● DOCUMENT SECTION:
::::

Cogniviva
AI sales intelligence — product and prospect knowledge bases with LLM-generated pitches and objection handling.
Cogniviva started with a straightforward frustration: sales teams know their product deeply but can't hold it all in their head at once, and prospects generate questions that no one has cleanly pre-answered. The gap between what a company knows and what it can articulate in a sales call is almost always larger than it looks.
The system maintains two parallel knowledge bases — one for the product (features, positioning, competitor differentiators, pricing logic) and one for each prospect (firmographics, tech stack, buying signals, previous conversations). When a rep needs to pitch, the engine fuses relevant fragments from both bases and routes them through an LLM to generate a coherent, contextualised opening narrative or response to a specific objection.
How it's built
The back-end is Haskell + Yesod, chosen because the query and fusion logic benefits from strong typing and the concurrency model that comes free with GHC. Server-Sent Events push streaming LLM output to the front-end in real time so reps see the answer assemble itself rather than waiting on a spinner.

::::

● Items listed in a dataset:
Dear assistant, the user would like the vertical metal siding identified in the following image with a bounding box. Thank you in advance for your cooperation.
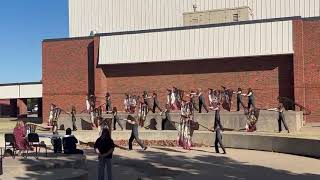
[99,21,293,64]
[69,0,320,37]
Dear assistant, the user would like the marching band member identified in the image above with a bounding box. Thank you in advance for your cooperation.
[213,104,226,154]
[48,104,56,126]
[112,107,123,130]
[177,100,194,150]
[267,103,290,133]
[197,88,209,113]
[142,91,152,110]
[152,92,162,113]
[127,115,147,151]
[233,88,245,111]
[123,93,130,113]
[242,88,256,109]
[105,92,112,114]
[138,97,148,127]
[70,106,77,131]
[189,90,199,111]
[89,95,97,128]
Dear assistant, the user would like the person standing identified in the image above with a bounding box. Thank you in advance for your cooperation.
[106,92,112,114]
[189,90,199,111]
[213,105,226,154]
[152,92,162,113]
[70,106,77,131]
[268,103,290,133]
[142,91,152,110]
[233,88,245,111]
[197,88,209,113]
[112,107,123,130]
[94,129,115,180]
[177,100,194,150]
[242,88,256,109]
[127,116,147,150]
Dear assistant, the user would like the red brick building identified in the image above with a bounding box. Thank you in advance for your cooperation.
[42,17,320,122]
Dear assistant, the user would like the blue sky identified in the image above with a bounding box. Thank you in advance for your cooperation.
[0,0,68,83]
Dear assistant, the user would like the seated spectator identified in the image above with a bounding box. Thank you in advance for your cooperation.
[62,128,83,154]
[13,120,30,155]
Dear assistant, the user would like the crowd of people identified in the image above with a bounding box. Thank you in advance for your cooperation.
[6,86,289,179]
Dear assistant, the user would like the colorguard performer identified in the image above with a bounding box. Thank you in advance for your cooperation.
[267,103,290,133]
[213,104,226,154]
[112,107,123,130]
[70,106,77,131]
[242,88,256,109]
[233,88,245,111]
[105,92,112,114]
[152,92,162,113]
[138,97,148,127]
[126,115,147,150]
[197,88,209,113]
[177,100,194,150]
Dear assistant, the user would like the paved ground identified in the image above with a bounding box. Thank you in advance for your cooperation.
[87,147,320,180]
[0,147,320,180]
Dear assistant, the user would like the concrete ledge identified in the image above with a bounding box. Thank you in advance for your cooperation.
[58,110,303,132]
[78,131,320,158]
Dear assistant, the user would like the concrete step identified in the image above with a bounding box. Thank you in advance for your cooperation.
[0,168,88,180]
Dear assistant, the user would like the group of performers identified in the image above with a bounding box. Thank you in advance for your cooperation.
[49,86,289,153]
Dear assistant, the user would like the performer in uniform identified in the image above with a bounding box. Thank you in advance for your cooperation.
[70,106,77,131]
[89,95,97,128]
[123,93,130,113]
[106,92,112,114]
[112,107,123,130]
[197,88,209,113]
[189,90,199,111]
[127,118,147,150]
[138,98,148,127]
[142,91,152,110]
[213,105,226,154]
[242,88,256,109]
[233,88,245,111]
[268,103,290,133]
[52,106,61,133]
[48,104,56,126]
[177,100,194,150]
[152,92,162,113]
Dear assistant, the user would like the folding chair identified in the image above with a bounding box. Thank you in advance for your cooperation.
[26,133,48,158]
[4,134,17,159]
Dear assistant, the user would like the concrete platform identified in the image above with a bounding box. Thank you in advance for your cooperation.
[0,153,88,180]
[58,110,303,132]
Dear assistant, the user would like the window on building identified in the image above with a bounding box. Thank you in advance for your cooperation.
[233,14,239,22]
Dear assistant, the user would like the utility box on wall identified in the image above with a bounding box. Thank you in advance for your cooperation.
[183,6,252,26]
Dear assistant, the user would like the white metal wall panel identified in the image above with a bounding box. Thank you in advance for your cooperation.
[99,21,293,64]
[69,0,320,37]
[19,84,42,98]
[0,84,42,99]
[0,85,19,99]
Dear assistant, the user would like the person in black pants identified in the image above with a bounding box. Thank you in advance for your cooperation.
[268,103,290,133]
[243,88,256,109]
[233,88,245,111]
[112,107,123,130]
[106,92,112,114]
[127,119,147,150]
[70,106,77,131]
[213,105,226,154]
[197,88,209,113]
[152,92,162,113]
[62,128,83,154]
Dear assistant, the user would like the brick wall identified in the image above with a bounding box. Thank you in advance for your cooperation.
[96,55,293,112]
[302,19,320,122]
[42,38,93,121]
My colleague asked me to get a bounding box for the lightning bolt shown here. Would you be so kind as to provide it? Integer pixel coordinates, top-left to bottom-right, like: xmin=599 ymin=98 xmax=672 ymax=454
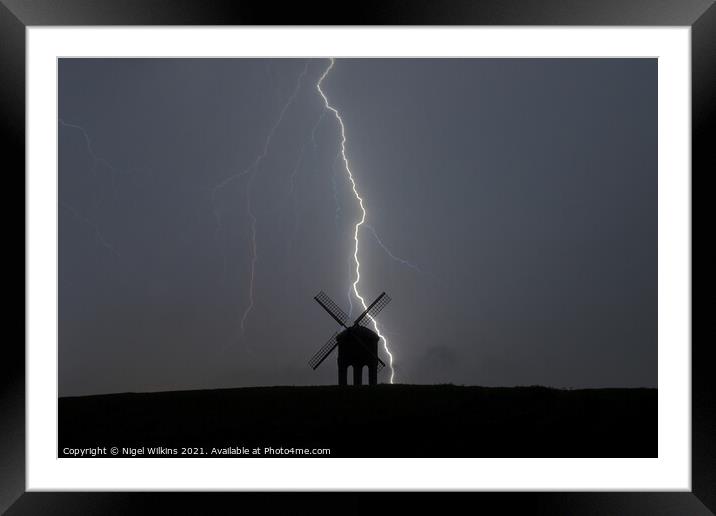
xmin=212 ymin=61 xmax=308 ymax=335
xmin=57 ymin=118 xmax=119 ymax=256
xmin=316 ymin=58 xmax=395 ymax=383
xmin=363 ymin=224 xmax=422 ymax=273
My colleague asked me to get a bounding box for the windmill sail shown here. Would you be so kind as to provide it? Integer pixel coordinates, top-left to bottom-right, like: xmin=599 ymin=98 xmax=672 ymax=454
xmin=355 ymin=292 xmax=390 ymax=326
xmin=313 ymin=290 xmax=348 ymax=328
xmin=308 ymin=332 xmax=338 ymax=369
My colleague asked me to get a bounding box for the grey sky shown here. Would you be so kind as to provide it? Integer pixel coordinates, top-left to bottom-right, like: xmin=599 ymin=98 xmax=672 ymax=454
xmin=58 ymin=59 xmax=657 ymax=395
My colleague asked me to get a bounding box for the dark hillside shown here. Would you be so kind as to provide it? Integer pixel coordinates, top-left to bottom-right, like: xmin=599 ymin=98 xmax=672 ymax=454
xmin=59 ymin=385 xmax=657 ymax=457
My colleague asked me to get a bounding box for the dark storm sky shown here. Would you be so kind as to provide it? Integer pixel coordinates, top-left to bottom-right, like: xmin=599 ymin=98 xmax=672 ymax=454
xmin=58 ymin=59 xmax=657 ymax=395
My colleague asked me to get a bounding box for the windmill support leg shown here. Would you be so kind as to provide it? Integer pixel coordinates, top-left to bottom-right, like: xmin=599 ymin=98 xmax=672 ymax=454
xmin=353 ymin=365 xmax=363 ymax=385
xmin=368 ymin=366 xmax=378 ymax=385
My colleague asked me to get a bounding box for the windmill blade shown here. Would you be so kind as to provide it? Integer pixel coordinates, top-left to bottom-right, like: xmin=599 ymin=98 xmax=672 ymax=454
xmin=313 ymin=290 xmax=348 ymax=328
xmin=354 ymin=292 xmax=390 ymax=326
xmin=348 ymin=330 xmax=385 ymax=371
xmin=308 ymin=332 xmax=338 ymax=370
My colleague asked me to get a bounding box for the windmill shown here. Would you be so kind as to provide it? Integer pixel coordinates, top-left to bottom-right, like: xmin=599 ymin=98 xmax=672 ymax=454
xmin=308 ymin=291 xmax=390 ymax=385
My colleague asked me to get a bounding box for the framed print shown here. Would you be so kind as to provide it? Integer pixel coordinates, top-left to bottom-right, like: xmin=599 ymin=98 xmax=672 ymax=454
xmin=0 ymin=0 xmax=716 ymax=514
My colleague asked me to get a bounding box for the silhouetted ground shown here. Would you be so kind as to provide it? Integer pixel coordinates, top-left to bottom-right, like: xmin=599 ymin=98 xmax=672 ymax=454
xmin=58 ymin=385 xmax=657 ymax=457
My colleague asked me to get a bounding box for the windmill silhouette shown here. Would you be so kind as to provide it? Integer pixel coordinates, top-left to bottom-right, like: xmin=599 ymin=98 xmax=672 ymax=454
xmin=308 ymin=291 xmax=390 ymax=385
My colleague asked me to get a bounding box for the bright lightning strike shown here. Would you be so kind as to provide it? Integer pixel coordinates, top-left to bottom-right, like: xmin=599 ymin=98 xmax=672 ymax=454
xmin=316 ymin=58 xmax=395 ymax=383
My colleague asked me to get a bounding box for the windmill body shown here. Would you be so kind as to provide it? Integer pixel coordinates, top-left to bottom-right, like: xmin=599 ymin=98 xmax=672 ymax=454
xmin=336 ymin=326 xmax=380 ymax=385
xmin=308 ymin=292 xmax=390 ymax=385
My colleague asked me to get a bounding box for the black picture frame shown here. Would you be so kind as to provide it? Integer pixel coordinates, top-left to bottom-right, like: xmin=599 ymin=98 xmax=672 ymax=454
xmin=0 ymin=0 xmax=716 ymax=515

::::

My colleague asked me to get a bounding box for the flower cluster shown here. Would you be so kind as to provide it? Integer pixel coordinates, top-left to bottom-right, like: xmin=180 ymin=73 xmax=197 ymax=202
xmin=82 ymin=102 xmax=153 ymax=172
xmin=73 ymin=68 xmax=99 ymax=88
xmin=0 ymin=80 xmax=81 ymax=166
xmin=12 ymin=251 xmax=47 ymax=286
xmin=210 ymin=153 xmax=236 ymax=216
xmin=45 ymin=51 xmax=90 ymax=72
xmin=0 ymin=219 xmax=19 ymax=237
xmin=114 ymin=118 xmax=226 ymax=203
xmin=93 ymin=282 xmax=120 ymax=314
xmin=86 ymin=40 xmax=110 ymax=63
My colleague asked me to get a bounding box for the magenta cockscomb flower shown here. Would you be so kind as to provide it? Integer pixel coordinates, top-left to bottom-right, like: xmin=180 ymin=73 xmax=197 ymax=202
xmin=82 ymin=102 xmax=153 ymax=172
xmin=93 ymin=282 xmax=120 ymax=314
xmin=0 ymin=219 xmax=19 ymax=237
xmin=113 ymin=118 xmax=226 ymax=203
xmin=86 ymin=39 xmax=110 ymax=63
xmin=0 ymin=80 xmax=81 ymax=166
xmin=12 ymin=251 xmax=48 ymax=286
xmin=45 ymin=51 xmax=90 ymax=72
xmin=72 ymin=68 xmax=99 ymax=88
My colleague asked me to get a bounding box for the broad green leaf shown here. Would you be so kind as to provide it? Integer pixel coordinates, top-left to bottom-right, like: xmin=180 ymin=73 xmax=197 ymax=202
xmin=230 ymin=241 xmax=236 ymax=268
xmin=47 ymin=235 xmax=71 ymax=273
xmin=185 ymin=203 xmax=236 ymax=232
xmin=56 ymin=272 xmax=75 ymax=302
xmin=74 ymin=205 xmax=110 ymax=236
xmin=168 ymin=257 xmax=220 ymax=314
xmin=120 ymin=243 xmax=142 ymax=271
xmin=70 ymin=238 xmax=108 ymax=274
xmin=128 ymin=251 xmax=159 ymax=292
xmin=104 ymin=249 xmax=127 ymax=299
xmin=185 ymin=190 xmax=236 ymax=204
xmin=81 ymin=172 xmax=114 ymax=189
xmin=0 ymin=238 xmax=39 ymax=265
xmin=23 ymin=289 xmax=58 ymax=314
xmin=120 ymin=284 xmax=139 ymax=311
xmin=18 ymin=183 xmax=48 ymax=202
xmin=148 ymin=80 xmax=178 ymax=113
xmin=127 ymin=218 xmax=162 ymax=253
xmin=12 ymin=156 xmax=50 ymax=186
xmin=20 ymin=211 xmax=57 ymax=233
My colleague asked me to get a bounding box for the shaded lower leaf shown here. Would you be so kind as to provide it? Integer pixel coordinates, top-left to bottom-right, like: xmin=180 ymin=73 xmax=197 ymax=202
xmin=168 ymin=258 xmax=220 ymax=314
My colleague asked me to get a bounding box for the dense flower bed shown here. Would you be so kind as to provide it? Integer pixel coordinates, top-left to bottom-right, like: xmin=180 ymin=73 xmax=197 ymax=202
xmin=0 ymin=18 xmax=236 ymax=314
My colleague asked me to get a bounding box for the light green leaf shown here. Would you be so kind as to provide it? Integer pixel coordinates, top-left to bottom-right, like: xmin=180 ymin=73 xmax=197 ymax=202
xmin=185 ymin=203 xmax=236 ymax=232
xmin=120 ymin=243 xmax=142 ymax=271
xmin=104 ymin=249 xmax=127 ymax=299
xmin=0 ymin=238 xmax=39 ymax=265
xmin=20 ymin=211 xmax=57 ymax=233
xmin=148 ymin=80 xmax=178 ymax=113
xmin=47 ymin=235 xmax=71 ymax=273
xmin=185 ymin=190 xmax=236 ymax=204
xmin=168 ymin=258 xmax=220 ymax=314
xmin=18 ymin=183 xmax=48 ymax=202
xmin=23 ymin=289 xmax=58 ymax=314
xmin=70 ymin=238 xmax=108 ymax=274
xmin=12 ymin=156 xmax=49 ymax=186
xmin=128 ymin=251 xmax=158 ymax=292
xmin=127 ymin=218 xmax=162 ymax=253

::::

● EXERCISE DETAILS: Continue the Cogniviva product write-up, picking up after its last sentence.

● RESPONSE:
The front-end is a single-page application built on Cappuccino, an Objective-C-inspired framework that treats the browser like a thick client — rich object graphs, bindings and responder chains rather than the React model. It's an unusual choice in 2024, but it matches the kind of stateful, desktop-like UI that sales tooling actually needs. Data lives in PostgreSQL with a vector extension for semantic retrieval.
Current state
Cogniviva is under active development. The core knowledge management pipeline, semantic search and pitch generation are working; the prospect-enrichment and call-logging integrations are the next phase. It started as an independent project and has since absorbed Zeus, an earlier experiment in product-knowledge graphs, as its ontology layer.